[Opening EXCERPT PROVIDED section]
Adding new blood to small populations really does help, a long-term experimental evolution study of wild guppies in Trinidad has demonstrated, says Brendan Reid, an MSU conservation biologist who works with Fitzpatrick. Decades ago, researchers seeded the headwaters of two streams in the mountainous country with guppies taken from a distant habitat. In one stream, the displaced fish had to travel a long way and only slowly made their way downstream to a small, isolated population. In the other stream, the fish more quickly joined another isolated group. Every month for 2.5 years, Fitzpatrick and her colleagues caught, marked, and studied all the fish they could find at the isolated groups’ territories before returning the fish to the streams. They tracked the growth, survival, and genetic diversity of the fish over about seven generations.

In both streams, the populations increased 10-fold and genetic diversity doubled. Later generations were more fecund, with many of the most fit offspring being hybrids of the local and introduced fish, Reid reported at the meeting. But the findings also sounded a note of caution. In the second stream, the rapid infusion of new fish almost completely eliminated pure residents—an outcome conservationists usually hope to avoid. That result suggests “a slow trickle of immigration might be preferable,” Fitzpatrick says.
[Closing EXCERPT PROVIDED section]
- REQUIRED WORK
a – In the guppy passage, how often and for how long did Fitzpatrick and her colleagues catch and study the fish?
b – Reproduce the guppy passage word for word, everything from "Adding new blood" down to "about seven generations.".
The material that comes next isn't needed.
[Opening DATA TO EXAMINE section]
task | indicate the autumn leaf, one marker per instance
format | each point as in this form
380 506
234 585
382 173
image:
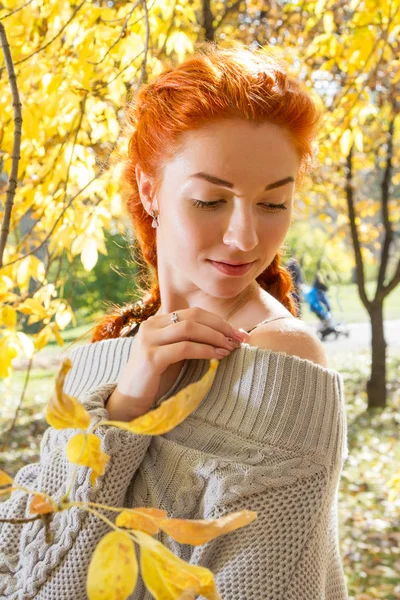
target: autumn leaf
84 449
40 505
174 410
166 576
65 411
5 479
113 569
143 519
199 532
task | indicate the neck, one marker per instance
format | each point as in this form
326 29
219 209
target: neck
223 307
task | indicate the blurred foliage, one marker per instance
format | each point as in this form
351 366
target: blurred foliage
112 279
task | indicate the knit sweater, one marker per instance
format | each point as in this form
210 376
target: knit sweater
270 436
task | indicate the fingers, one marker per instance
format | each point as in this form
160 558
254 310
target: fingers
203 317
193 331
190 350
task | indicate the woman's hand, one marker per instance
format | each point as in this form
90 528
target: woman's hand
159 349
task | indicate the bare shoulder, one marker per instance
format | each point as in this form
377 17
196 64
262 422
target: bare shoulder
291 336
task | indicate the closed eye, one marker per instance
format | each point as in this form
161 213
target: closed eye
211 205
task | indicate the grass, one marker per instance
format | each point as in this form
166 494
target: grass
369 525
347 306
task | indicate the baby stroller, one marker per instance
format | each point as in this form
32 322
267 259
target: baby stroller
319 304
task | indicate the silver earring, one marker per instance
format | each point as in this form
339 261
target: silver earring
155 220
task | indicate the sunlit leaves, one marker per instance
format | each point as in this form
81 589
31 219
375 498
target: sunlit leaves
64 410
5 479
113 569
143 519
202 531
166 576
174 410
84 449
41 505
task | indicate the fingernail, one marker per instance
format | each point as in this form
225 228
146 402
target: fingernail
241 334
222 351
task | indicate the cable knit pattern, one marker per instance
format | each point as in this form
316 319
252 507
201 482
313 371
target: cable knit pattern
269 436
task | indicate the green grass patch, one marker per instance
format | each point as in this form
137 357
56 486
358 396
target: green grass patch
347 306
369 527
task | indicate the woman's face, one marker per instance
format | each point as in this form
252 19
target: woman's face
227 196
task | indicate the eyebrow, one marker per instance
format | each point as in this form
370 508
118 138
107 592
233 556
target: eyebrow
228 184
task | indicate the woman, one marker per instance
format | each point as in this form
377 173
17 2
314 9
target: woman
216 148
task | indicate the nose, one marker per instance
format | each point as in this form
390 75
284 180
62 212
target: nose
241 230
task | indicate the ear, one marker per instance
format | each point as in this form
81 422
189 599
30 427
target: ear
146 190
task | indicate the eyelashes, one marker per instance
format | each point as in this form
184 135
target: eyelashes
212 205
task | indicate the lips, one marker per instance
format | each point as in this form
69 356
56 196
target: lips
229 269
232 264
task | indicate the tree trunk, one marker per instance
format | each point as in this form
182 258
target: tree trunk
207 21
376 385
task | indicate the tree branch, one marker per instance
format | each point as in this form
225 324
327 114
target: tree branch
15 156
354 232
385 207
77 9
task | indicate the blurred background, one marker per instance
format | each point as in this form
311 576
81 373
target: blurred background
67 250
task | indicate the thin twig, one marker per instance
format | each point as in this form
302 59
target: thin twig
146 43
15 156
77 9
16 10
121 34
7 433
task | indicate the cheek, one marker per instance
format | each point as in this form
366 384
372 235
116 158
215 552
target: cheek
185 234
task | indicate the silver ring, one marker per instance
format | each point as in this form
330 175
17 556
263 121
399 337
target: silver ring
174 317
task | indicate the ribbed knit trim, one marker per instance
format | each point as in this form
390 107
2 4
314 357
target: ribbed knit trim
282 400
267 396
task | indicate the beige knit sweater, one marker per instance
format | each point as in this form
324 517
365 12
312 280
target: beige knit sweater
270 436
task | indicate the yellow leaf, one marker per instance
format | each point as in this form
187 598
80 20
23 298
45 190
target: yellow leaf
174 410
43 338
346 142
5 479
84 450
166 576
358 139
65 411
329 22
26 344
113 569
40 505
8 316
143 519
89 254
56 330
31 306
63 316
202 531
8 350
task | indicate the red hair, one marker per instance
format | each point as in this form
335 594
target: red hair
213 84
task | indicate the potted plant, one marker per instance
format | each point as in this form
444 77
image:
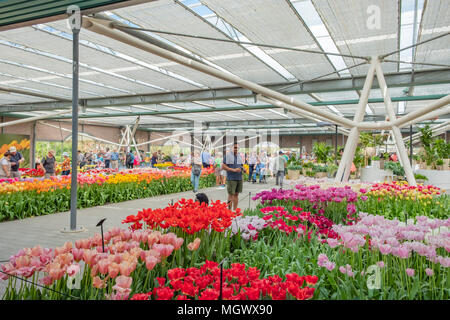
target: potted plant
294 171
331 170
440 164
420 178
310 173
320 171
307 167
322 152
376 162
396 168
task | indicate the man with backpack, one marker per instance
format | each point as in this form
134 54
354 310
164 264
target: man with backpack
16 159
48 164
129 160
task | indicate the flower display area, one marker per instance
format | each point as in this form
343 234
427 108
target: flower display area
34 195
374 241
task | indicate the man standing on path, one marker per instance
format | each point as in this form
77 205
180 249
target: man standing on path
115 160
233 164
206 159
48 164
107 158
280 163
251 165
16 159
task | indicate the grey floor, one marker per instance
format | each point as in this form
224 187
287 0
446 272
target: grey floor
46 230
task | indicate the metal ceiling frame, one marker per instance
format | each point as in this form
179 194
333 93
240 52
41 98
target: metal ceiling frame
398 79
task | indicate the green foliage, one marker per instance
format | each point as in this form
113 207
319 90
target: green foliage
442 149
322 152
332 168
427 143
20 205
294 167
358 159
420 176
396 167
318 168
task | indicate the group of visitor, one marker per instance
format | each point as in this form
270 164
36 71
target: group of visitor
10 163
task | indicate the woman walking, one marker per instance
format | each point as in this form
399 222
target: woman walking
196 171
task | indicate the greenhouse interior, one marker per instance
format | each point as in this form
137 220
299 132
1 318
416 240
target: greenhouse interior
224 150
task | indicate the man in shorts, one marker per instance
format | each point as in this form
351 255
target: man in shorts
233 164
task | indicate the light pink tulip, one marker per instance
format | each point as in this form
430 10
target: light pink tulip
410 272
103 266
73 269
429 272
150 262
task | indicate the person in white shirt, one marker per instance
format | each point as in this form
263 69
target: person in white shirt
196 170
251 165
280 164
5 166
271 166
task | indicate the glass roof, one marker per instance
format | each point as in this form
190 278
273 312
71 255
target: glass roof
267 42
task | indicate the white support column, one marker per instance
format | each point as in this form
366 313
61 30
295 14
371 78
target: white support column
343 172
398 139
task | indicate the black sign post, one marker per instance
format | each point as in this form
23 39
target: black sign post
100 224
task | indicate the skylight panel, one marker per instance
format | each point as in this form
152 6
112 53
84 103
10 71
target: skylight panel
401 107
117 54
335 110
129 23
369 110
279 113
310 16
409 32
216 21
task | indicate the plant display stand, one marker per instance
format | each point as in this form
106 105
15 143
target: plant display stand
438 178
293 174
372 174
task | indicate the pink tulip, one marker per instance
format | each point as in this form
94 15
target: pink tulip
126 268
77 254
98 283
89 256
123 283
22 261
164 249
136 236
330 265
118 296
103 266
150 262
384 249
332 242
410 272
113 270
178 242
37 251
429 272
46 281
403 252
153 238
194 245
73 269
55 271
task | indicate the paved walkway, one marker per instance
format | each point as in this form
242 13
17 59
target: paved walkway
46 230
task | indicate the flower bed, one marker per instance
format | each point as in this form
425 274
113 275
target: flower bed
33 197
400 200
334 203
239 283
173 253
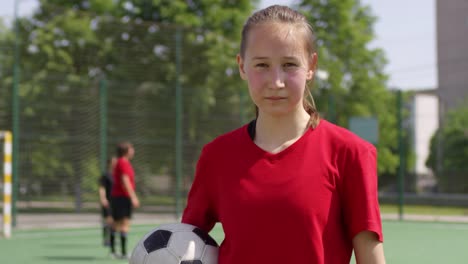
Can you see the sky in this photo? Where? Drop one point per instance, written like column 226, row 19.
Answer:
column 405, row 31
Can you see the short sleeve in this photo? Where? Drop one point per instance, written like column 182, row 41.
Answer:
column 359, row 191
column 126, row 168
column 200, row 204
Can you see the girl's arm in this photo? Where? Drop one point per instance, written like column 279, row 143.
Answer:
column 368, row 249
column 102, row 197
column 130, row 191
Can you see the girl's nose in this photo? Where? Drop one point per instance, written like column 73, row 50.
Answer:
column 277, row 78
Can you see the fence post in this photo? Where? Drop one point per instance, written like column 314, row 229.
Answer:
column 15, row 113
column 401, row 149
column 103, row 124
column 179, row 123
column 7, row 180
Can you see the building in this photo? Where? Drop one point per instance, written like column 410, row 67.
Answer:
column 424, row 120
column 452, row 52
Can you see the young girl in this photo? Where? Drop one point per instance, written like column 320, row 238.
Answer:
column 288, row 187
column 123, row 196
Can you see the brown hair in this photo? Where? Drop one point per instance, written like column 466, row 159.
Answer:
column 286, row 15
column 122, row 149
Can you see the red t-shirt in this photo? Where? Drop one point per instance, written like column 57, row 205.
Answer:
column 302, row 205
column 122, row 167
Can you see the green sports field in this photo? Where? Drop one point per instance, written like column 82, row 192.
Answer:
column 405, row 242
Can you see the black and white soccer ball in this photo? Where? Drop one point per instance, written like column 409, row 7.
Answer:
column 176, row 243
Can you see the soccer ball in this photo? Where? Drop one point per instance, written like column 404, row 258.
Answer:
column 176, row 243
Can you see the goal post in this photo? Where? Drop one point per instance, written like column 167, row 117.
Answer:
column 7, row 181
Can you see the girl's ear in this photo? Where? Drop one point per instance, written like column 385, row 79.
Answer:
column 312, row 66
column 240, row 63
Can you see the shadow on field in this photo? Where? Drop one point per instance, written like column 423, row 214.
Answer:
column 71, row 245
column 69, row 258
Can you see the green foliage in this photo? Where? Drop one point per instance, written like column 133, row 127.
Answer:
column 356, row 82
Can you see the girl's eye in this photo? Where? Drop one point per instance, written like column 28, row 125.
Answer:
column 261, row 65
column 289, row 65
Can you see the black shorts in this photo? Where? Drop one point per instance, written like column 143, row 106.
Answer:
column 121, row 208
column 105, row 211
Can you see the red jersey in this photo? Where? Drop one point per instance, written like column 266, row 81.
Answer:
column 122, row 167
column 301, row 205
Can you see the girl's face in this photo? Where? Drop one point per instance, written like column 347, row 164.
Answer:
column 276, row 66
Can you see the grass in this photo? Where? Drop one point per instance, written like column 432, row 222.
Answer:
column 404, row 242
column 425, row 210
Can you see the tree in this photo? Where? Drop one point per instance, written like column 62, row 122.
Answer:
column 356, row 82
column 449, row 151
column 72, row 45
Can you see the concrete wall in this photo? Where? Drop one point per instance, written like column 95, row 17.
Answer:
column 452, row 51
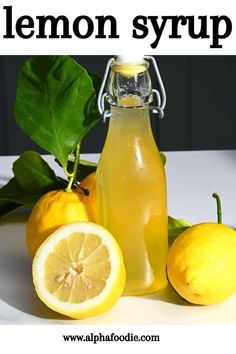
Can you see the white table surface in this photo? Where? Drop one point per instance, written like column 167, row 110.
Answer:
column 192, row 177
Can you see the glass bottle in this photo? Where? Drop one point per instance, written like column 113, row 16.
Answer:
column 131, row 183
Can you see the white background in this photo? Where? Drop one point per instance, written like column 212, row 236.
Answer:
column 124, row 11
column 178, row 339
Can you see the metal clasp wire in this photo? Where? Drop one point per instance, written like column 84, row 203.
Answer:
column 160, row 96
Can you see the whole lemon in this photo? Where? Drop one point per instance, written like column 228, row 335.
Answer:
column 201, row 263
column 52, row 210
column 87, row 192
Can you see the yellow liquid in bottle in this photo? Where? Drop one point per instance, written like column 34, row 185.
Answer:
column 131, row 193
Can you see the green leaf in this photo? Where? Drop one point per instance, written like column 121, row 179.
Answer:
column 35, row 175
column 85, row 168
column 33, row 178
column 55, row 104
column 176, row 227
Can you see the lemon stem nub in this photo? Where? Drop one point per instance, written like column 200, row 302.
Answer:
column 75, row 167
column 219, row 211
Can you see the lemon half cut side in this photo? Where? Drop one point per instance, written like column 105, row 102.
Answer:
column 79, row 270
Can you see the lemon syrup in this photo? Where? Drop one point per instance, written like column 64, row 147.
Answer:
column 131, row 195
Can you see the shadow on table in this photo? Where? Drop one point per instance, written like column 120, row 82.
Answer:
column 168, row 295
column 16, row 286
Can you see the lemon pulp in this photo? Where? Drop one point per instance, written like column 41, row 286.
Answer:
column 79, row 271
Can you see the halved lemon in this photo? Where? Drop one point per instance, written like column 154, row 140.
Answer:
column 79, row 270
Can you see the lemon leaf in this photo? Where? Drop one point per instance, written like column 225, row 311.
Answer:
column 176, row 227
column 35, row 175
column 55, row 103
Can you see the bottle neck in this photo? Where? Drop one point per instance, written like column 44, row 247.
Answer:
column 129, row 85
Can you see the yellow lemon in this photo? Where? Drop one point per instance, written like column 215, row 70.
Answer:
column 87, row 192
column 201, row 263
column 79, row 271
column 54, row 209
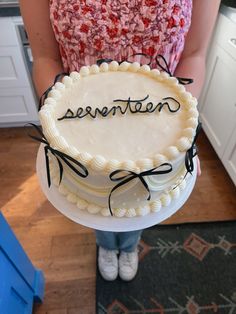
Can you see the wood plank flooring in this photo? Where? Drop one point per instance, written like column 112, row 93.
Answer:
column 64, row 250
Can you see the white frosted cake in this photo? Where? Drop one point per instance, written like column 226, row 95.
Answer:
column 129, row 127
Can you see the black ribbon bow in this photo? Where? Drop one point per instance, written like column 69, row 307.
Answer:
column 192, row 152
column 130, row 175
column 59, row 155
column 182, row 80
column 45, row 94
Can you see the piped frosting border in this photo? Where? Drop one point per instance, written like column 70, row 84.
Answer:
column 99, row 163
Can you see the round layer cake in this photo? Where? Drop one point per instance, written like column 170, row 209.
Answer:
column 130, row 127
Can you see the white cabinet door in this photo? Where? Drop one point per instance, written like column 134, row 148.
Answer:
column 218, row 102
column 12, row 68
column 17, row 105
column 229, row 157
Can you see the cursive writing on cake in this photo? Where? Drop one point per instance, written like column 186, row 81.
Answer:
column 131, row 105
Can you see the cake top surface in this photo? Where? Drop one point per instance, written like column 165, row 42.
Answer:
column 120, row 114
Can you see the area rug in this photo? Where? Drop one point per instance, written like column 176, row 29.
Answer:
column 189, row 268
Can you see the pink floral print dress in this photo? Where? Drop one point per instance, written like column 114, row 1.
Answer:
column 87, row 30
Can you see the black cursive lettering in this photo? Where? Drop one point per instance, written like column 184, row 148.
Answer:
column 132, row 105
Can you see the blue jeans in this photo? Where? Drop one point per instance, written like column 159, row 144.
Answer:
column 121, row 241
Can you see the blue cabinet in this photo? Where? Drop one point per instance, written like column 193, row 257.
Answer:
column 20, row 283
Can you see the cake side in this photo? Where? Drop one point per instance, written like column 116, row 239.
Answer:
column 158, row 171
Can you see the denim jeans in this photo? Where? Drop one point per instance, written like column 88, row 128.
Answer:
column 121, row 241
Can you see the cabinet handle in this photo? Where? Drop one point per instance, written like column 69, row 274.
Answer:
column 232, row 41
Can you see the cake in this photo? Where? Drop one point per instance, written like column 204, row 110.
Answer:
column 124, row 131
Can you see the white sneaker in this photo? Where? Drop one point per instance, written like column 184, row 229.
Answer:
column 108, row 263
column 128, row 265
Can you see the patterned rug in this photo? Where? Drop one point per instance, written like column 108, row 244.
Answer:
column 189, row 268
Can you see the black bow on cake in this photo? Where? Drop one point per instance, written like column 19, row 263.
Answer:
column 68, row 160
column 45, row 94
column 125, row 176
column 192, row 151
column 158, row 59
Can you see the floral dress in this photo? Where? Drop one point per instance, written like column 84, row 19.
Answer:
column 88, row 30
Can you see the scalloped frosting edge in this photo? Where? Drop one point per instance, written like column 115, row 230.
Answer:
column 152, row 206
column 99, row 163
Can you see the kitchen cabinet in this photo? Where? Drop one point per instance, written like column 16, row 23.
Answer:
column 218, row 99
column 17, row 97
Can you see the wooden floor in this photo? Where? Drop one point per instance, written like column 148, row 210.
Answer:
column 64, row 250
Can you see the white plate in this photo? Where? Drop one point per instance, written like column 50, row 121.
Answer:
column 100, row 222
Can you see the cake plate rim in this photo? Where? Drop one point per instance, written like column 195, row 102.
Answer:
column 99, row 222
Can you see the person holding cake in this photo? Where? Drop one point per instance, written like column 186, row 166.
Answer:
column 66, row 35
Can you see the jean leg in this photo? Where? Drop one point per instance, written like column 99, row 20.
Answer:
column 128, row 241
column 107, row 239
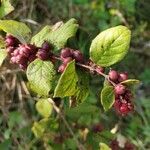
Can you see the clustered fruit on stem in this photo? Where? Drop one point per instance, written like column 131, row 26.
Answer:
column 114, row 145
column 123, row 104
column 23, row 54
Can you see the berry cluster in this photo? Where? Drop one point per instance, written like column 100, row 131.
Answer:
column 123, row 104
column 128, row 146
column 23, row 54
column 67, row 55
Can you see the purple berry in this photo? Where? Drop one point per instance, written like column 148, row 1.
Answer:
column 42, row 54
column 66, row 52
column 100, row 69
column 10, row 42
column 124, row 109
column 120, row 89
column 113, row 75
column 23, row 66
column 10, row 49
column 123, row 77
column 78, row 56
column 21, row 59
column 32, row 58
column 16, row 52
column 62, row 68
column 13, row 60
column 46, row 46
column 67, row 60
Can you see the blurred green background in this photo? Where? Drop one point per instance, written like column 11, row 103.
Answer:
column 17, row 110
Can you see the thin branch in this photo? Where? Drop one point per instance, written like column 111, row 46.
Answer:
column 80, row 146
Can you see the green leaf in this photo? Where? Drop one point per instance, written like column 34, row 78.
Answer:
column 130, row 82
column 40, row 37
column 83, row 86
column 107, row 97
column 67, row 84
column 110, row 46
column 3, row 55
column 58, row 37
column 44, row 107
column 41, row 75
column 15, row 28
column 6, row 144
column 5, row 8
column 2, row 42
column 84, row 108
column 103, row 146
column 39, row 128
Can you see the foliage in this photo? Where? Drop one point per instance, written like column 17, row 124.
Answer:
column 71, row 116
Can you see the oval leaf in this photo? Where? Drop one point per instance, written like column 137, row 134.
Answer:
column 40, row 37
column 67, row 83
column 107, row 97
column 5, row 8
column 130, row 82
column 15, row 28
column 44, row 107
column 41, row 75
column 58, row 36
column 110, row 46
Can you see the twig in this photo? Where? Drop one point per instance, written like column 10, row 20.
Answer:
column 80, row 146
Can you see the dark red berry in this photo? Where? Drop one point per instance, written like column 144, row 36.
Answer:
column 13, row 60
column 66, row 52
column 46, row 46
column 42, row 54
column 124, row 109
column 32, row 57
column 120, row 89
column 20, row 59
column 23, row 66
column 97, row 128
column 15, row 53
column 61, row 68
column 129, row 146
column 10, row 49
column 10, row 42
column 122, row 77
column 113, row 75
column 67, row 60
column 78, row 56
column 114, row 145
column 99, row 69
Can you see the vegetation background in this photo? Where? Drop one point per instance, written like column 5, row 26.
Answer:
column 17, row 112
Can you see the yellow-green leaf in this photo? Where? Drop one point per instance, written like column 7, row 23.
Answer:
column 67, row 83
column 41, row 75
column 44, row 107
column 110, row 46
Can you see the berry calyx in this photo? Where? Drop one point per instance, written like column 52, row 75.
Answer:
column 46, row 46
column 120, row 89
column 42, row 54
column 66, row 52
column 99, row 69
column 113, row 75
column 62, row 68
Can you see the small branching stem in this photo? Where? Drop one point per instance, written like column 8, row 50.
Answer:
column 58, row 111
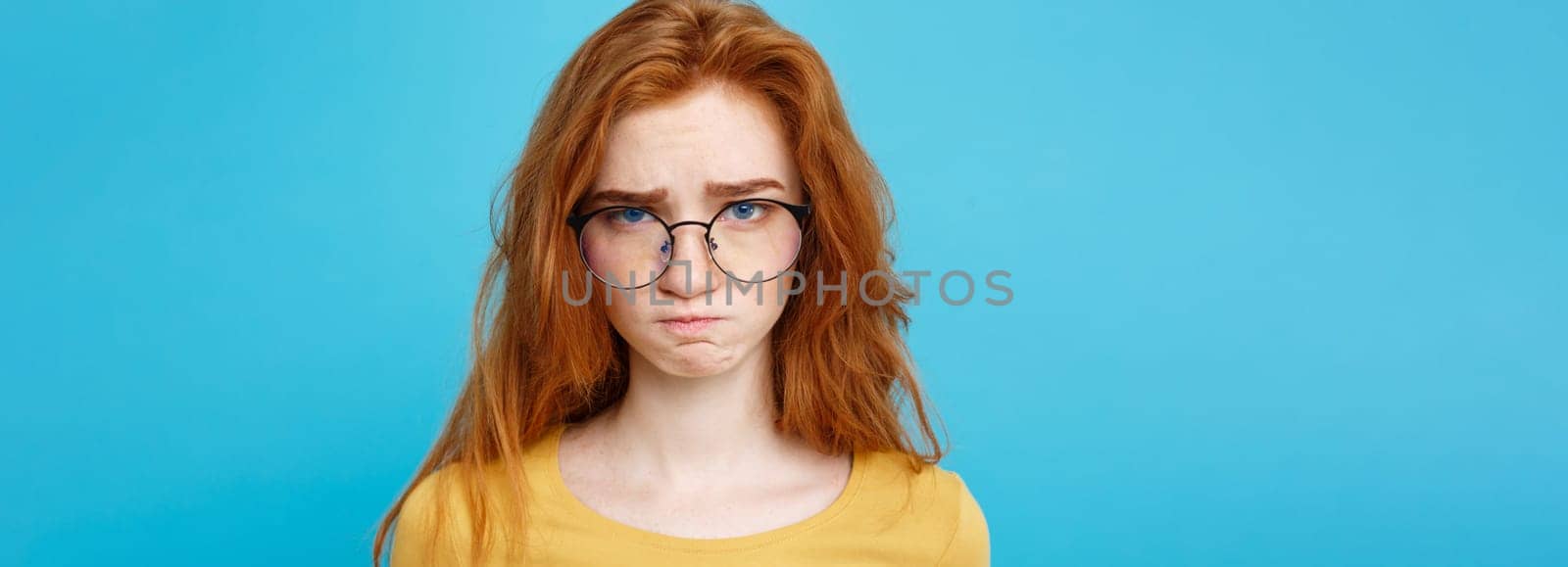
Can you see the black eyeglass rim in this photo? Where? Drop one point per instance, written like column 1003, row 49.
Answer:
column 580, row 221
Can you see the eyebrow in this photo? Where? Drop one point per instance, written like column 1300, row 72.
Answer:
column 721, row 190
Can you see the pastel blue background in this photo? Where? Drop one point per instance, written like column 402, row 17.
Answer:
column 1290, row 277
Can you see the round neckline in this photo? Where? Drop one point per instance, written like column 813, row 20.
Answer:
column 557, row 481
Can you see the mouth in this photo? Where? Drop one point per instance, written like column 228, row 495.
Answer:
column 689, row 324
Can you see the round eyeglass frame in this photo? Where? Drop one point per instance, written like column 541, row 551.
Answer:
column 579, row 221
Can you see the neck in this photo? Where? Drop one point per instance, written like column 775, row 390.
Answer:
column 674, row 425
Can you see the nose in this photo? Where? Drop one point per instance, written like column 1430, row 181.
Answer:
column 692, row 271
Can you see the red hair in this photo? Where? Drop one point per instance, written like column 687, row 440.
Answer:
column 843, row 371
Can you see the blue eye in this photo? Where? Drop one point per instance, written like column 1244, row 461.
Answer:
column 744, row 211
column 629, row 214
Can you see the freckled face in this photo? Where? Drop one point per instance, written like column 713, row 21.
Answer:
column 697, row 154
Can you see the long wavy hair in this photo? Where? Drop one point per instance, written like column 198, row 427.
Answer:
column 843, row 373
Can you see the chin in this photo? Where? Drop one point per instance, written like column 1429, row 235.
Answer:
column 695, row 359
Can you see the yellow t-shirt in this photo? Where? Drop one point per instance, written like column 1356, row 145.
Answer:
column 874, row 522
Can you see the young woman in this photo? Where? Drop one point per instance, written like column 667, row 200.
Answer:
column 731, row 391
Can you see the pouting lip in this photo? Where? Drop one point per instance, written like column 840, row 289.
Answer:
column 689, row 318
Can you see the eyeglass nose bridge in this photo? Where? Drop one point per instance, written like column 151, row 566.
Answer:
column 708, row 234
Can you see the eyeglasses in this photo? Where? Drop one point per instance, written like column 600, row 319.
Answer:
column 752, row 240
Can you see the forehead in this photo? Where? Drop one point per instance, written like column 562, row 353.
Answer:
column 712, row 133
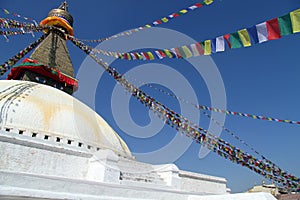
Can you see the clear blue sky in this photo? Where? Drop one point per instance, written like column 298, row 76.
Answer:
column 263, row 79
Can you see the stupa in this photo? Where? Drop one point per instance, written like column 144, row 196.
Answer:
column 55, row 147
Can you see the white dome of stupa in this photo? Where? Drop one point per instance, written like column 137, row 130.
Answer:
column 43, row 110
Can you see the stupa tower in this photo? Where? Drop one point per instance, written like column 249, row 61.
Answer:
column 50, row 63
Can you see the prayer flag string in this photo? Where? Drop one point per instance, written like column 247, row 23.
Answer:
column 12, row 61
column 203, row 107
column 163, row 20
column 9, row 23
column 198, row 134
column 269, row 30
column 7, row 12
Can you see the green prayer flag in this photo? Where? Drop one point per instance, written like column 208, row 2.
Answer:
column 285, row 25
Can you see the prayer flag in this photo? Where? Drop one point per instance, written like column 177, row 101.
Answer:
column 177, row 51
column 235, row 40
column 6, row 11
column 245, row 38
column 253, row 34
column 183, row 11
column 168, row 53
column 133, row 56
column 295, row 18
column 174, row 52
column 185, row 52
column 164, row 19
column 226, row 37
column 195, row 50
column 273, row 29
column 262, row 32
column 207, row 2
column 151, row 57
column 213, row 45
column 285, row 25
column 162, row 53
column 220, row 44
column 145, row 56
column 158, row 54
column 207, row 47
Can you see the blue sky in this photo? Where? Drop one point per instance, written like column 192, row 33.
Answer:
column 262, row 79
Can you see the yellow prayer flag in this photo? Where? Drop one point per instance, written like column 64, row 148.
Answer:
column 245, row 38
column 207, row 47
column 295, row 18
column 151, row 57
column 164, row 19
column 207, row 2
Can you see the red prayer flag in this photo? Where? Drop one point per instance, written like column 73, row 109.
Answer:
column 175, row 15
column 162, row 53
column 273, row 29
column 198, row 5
[Closing DATA TO EXAMINE section]
- RESULTS OF THE TASKS
a – Every month for 2.5 years.

b –
Adding new blood to small populations really does help, a long-term experimental evolution study of wild guppies in Trinidad has demonstrated, says Brendan Reid, an MSU conservation biologist who works with Fitzpatrick. Decades ago, researchers seeded the headwaters of two streams in the mountainous country with guppies taken from a distant habitat. In one stream, the displaced fish had to travel a long way and only slowly made their way downstream to a small, isolated population. In the other stream, the fish more quickly joined another isolated group. Every month for 2.5 years, Fitzpatrick and her colleagues caught, marked, and studied all the fish they could find at the isolated groups’ territories before returning the fish to the streams. They tracked the growth, survival, and genetic diversity of the fish over about seven generations.